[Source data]
%%

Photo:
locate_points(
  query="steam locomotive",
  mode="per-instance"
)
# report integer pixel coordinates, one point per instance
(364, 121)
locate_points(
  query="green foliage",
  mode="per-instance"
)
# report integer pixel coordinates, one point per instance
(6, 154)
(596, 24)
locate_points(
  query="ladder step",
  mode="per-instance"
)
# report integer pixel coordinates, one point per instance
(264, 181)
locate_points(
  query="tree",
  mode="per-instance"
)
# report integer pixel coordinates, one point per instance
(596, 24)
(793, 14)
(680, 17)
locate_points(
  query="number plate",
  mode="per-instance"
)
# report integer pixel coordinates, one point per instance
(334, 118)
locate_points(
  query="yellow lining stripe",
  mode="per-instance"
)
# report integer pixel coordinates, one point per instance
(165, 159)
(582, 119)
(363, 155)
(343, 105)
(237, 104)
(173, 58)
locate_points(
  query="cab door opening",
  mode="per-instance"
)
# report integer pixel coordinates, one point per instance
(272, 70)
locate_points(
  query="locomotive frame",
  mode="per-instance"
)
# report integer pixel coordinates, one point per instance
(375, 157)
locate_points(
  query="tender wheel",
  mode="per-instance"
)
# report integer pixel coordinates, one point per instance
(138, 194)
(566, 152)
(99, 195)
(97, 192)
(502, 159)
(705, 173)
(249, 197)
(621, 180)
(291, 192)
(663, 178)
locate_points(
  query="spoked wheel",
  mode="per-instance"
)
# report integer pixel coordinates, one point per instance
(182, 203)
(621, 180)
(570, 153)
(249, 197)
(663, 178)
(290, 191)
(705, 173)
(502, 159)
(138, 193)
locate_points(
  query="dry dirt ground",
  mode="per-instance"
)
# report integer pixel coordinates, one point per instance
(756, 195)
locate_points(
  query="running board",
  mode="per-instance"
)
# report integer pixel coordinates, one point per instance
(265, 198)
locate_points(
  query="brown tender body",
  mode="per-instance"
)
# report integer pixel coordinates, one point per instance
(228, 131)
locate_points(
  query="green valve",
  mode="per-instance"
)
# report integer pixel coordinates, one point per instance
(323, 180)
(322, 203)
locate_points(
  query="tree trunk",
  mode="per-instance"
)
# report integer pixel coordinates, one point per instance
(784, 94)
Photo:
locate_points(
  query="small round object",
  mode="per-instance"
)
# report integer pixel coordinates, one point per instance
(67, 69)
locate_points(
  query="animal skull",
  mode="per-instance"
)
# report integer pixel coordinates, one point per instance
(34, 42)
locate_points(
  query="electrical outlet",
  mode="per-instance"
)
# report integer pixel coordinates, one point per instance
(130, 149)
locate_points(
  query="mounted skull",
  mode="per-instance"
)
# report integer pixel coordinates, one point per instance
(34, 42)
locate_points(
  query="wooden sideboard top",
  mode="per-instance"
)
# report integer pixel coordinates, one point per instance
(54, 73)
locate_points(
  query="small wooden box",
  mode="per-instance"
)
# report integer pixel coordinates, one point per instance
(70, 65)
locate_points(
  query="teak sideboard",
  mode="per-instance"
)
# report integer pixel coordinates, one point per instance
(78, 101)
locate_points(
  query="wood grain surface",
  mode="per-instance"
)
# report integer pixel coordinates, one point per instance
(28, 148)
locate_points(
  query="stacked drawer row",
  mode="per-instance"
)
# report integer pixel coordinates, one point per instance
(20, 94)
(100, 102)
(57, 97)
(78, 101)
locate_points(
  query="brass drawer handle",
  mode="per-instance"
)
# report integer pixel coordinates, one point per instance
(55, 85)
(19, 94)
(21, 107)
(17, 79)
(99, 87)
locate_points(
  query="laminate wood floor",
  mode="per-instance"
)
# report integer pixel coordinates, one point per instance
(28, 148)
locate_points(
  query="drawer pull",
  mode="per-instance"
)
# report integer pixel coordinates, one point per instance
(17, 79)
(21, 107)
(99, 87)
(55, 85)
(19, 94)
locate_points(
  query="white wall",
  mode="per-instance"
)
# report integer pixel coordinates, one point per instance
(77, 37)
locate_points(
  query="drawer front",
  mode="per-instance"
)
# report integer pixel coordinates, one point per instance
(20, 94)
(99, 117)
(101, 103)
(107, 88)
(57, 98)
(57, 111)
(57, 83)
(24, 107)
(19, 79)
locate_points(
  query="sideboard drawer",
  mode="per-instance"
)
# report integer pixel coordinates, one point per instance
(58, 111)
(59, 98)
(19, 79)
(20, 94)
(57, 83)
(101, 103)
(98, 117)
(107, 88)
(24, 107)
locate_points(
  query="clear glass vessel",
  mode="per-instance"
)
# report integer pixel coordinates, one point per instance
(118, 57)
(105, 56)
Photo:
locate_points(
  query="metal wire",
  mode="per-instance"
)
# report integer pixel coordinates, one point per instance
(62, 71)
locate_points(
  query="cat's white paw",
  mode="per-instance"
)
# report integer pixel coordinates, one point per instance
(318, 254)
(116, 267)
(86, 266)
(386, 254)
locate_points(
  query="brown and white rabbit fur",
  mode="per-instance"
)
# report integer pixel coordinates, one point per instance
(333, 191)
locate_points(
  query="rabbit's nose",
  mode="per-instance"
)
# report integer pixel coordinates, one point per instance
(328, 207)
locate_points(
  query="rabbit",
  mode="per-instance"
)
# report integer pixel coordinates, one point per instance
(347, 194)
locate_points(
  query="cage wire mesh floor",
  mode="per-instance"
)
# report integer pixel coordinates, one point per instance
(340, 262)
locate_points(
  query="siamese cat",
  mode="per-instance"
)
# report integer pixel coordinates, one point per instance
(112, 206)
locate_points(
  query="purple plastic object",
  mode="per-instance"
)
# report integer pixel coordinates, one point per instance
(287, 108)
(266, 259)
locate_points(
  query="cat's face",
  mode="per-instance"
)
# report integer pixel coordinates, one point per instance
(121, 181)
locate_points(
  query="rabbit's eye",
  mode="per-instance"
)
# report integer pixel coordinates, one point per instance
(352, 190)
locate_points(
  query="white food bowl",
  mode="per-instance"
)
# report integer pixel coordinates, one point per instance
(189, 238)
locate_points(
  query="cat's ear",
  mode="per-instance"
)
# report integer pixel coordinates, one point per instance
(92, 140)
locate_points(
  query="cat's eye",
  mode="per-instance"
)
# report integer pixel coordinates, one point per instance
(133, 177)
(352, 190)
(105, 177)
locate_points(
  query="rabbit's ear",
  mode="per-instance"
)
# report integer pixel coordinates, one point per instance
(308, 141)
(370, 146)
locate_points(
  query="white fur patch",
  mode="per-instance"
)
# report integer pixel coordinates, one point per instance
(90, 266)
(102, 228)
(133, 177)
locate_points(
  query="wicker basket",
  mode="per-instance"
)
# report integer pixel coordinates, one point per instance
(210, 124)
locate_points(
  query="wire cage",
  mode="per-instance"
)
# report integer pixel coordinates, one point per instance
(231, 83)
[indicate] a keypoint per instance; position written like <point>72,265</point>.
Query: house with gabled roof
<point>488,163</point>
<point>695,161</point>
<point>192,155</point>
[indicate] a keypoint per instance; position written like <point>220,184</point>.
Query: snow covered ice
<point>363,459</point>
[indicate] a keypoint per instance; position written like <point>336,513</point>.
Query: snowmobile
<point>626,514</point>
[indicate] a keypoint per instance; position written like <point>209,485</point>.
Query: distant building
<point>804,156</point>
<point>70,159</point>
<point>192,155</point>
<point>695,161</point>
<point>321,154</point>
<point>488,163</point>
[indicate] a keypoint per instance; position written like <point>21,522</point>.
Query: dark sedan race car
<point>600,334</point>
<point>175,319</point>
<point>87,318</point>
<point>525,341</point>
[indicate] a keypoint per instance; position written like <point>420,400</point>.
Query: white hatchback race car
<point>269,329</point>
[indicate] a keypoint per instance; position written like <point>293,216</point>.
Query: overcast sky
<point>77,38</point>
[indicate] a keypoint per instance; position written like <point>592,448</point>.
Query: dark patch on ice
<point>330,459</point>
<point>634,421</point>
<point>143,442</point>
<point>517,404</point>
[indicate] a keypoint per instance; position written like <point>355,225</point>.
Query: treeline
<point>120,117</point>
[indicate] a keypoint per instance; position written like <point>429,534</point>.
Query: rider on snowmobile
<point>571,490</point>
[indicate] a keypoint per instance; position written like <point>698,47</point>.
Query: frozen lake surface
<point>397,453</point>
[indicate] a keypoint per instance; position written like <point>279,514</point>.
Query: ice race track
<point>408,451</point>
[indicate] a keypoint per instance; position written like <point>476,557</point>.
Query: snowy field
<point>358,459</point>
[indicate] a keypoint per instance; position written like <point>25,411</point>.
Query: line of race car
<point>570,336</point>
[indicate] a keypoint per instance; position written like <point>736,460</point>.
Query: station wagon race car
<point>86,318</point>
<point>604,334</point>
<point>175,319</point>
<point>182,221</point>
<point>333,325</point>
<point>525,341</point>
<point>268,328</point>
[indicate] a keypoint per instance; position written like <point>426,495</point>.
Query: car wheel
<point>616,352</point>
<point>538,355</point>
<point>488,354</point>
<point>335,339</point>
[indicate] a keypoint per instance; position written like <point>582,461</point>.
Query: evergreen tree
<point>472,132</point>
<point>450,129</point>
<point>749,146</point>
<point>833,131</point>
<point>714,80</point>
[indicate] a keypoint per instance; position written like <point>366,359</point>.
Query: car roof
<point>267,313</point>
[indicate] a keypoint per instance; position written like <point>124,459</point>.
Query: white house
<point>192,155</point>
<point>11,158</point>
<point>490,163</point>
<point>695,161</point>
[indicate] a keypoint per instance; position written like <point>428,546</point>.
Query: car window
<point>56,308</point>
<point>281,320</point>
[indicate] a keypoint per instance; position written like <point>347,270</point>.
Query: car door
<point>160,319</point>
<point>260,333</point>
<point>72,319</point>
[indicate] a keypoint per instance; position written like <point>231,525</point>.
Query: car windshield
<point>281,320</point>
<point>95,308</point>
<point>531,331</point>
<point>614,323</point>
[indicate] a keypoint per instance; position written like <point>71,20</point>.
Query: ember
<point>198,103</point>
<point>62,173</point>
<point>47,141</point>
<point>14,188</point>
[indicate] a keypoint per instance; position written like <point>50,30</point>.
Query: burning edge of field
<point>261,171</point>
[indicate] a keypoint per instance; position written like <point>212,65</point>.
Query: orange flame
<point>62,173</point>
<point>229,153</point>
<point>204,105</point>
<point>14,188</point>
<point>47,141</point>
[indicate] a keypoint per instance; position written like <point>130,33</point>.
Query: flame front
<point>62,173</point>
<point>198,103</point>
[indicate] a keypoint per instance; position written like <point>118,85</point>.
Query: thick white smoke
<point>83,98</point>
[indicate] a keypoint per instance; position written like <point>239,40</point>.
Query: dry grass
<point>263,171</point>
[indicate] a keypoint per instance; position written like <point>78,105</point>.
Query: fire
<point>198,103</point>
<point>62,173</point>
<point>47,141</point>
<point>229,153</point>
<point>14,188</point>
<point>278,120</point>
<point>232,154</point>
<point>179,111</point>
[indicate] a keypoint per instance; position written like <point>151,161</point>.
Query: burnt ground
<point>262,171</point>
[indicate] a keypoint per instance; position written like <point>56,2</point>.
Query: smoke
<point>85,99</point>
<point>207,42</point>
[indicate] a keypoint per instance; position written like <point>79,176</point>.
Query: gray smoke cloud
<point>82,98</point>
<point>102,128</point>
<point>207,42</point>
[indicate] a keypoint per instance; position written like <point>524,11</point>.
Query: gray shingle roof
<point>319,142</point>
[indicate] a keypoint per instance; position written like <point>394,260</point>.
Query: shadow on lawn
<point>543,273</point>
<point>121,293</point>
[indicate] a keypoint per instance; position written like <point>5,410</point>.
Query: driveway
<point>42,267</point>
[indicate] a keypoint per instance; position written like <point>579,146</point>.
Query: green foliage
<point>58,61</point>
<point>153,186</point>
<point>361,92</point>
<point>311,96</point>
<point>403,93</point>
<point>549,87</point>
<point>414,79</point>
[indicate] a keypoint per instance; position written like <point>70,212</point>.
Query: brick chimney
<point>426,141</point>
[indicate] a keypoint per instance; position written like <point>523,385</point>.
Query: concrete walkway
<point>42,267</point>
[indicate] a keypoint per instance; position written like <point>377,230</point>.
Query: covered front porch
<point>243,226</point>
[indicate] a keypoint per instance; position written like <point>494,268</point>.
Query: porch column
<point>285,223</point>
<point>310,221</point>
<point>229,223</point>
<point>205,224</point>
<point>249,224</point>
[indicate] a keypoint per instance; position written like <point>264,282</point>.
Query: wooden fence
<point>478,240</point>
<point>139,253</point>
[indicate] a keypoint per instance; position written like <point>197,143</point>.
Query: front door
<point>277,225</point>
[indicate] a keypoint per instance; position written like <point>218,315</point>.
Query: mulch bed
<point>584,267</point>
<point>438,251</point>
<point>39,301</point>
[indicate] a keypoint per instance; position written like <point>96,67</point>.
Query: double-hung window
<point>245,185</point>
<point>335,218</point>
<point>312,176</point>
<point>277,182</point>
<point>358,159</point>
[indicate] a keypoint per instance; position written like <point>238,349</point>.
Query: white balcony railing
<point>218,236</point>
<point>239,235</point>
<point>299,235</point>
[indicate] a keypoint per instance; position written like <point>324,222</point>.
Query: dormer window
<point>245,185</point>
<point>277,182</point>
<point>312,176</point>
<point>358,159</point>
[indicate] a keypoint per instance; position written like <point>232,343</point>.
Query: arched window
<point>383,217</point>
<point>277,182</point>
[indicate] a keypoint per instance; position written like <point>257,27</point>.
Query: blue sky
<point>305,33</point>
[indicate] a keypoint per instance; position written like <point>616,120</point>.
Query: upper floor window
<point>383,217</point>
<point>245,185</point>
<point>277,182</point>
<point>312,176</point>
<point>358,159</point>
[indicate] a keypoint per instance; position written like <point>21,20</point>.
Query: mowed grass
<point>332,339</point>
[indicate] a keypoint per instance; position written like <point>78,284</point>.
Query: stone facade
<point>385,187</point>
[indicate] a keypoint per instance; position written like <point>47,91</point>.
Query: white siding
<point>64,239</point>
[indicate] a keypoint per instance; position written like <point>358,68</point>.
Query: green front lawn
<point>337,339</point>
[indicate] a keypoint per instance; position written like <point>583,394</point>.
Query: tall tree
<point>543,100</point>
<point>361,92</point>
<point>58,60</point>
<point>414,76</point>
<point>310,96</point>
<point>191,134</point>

%%

All lines above that contain the word "rabbit" are to be copied.

  query="brown and white rabbit fur",
  query="rabbit's nose",
  query="rabbit",
  query="rabbit's eye",
  query="rabbit's ear",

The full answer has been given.